The Employee Share Plan
To incentivise Holdings' management and eligible employees, the company has developed an Employee Share Plan (ESP) with an associated Loan Plan (LP) which allows eligible employees to acquire a direct ownership stake in the business. The ESP has been in place since the first share issue in X.
As part of the ESP, eligible employees enter into a loan agreement with Holdings, and the loan provided is secured by the company against the shares issued to eligible employees on subscription. Shares are issued at full market value (i.e. not at a discount).
The ESP provides that employees are granted the shares and associated loan in their capacity as eligible employees rather than in their capacity as shareholders.
Loans provided under the LP may only be used for the purpose of subscribing to shares.
The loan is interest free until the repayment date of the loan and can be repaid through surrendering the Holdings ESP shares held.
Shares issued under the ESP are Class "N" shares which are entitled to dividends however carry no voting rights. Class "N" shares are not transferable.
At the discretion of the Board, a percentage of any dividends declared by the board on shares issued under the ESP may be used to reduce the repayable amount of the loan.
In the event an employee shareholder's employment with Holdings ceases, for any reason other than misconduct, the loan shall continue as if the shareholder were still employed but the employee will not be entitled to receive any future share offers.
In the case of misconduct, the shareholder loans will become immediately repayable on the date on which employment ceases and the company will buy back all of the shareholder's shares on the accelerated repayment date for an amount equal to the total of all repayable amounts. If the repayable amount is zero, the shares will be bought back by Holdings for $0.00.
Distributable Surplus in years where loans were made to shareholders
Based on the historical audited financial statements for the years ended 30 June 20XX through 30 June 20XX, the current draft of the 30 June 20XX Financial Information and the forecast 30 June 20XX numbers, the calculation of the distributable surplus of Holdings has been calculated as follows:
Holdings - Distributable Surplus
X
Forecast 30 June 20XX numbers for Holdings on a stand-alone basis are not prepared. For the purposes of calculating the above distributable surplus, the net loss for the period for Holdings for the 30 June 2021 year has been estimated to be $X and the net asset and distributable surplus figures have been calculated on that basis.
X Consolidated Group - Distributable Surplus
It is anticipated that the distributable surplus in respect to the 30 June 20XX year and 30 June 20XX year as outlined above for both Holdings as a standalone entity and the X Group should not significantly change once the financial information is finalised.
It is not anticipated there would be a prima facie distributable surplus.
Accounting records
X does not hold any accounting records that show different values to that contained in its Financial Statements prepared in accordance with accounting standards.
The above distributable surplus calculations are based on the Financial Statements.
There are various internal workpapers and journals which support the accounting values contained in the Financial Statements and trial balances.
The difference between the market value of Holdings (as reflected by the increased share price) and its net assets is representative of internally generated goodwill of its subsidiaries which carry on the trading activities of the company.
The Financial Statements do not recognise any amount of internally generated goodwill/intangibles as required under Accounting Standard AASB 138.
In accordance with AASB 127, Holdings' shares in subsidiaries are recorded at cost rather than at market value. Holdings does not revalue its shares in its subsidiaries in accordance with standard commercial practice and is not required to do so under the Australian Accounting Standards.

######

- _Given request_
Rewrite the share plan passage from "The Employee Share" up to and including "capacity as shareholders.", putting "credit agreement" wherever "loan agreement" appears.

######

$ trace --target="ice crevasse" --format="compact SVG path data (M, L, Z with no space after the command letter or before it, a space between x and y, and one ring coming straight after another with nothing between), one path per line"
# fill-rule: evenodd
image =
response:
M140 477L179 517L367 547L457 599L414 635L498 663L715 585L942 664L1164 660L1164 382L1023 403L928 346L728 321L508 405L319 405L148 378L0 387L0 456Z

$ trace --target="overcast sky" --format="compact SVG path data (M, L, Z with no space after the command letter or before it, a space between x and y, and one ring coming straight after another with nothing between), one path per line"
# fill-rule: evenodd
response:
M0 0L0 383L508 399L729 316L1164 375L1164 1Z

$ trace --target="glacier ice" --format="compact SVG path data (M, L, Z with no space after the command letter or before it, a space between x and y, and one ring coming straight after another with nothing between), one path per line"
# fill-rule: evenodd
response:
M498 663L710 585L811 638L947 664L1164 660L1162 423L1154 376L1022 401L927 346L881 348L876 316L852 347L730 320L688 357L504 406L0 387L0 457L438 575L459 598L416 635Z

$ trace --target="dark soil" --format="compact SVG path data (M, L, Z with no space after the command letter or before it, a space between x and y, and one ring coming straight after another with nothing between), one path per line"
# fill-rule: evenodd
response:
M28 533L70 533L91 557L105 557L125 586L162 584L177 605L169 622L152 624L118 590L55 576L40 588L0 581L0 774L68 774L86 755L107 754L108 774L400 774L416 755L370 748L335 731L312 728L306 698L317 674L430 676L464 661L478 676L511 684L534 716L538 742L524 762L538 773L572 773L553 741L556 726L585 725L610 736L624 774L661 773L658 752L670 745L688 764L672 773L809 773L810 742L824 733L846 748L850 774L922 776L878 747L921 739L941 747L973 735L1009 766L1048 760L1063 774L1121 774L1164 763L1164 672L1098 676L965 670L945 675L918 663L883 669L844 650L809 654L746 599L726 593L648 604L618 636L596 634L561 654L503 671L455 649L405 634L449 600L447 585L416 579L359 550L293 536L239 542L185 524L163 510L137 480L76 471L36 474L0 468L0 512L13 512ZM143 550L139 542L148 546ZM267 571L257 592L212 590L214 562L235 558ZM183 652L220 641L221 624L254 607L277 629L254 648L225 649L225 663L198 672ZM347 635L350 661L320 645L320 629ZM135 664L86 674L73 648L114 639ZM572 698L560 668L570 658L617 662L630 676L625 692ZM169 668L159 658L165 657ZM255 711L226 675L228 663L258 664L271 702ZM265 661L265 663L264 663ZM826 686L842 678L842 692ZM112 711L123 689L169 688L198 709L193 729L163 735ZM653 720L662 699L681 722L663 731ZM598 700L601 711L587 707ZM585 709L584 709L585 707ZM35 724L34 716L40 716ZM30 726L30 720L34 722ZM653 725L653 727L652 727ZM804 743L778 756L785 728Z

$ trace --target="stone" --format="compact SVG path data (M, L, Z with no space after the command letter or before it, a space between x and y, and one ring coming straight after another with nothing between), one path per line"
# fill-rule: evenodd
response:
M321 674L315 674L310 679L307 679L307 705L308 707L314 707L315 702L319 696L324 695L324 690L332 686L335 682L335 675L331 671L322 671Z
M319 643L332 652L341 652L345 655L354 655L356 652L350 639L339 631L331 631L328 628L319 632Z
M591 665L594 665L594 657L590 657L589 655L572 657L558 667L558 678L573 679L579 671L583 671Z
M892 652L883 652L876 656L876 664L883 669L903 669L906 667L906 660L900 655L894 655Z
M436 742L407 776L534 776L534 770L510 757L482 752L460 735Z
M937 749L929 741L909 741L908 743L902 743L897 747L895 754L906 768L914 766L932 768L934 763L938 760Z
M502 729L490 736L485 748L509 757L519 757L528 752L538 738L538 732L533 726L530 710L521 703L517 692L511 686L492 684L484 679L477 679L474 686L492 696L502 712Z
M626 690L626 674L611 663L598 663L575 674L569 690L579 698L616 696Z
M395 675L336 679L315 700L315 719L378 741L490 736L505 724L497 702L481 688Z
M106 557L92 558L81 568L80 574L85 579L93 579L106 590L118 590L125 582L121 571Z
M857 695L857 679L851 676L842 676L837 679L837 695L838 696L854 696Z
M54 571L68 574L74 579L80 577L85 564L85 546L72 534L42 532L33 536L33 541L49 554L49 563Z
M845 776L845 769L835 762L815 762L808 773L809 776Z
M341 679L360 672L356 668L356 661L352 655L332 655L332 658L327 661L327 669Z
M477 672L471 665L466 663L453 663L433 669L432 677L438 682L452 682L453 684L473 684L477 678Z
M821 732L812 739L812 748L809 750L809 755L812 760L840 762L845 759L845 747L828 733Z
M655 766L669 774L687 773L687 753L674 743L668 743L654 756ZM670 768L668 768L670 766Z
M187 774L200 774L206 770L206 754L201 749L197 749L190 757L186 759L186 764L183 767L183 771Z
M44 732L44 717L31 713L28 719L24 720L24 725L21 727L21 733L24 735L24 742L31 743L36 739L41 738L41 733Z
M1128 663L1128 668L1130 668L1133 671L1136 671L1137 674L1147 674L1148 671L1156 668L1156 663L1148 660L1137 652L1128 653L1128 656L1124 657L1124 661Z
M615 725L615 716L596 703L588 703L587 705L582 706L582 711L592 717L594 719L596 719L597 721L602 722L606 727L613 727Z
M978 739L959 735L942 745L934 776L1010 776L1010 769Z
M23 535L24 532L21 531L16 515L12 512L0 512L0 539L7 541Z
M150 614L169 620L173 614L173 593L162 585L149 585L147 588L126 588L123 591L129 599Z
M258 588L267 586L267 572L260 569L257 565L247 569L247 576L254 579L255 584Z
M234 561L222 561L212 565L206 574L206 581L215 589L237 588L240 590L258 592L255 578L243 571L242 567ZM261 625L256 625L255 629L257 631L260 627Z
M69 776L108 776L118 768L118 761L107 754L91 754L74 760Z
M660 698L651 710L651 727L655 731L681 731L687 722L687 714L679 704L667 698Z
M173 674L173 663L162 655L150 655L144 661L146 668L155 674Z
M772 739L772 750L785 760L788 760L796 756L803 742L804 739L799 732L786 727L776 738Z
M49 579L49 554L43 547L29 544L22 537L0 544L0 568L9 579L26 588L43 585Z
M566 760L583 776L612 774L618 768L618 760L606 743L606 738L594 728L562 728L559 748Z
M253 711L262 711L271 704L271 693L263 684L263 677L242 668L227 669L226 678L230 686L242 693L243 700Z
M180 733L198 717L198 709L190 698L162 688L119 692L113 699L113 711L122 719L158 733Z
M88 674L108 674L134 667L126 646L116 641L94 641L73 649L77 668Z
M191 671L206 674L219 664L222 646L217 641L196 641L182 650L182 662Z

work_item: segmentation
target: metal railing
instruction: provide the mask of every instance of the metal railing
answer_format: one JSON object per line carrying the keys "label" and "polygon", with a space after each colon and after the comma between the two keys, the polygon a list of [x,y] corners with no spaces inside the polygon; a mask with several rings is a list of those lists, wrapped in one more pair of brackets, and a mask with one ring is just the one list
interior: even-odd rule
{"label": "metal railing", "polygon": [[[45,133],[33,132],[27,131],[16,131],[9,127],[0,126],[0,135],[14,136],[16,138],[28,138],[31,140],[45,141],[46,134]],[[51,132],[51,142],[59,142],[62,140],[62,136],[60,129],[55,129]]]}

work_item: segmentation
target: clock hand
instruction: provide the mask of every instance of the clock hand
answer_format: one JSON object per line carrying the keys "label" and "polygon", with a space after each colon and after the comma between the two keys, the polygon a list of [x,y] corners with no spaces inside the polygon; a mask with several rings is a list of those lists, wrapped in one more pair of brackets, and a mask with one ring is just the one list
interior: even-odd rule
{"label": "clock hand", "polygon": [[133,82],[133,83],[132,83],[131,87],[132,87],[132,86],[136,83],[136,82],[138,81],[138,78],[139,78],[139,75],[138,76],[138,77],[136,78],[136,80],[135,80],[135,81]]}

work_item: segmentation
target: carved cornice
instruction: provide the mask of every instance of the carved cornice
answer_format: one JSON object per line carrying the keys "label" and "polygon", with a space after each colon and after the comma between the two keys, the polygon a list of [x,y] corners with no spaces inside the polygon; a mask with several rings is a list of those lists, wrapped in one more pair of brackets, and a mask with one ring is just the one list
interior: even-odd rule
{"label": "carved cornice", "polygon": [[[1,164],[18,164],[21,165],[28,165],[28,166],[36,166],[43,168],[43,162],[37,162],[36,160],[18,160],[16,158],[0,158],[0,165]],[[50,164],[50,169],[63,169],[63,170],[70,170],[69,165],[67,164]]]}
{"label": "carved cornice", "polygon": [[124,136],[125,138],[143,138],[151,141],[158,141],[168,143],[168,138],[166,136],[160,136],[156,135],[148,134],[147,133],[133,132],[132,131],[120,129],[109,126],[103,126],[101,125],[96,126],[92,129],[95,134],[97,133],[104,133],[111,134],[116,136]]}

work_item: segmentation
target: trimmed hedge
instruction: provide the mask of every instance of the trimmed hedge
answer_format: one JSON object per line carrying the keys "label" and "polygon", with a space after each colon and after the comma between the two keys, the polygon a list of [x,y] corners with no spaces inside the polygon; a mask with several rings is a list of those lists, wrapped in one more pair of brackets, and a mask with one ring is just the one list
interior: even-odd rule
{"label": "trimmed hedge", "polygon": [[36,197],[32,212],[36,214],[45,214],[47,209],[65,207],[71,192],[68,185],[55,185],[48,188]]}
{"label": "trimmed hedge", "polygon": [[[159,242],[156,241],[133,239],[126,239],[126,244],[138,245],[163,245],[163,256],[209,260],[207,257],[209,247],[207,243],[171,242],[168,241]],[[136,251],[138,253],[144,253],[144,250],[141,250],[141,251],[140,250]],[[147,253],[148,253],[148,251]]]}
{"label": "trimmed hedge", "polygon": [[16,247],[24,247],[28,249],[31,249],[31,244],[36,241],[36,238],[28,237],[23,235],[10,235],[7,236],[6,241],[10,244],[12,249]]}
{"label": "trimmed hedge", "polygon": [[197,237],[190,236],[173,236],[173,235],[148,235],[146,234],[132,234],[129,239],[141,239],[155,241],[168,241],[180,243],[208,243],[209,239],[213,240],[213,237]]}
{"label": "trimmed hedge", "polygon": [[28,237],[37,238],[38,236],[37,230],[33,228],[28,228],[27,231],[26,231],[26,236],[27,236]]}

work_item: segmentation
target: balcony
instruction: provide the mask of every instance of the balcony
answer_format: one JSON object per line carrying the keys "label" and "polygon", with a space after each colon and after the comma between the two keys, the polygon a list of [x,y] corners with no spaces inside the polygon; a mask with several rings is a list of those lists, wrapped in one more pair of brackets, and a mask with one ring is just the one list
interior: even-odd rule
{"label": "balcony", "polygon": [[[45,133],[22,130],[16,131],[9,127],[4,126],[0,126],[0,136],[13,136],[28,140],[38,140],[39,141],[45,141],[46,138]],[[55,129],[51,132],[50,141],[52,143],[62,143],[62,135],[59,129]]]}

######

- _Task answer_
The Employee Share Plan
To incentivise Holdings' management and eligible employees, the company has developed an Employee Share Plan (ESP) with an associated Loan Plan (LP) which allows eligible employees to acquire a direct ownership stake in the business. The ESP has been in place since the first share issue in X.
As part of the ESP, eligible employees enter into a credit agreement with Holdings, and the loan provided is secured by the company against the shares issued to eligible employees on subscription. Shares are issued at full market value (i.e. not at a discount).
The ESP provides that employees are granted the shares and associated loan in their capacity as eligible employees rather than in their capacity as shareholders.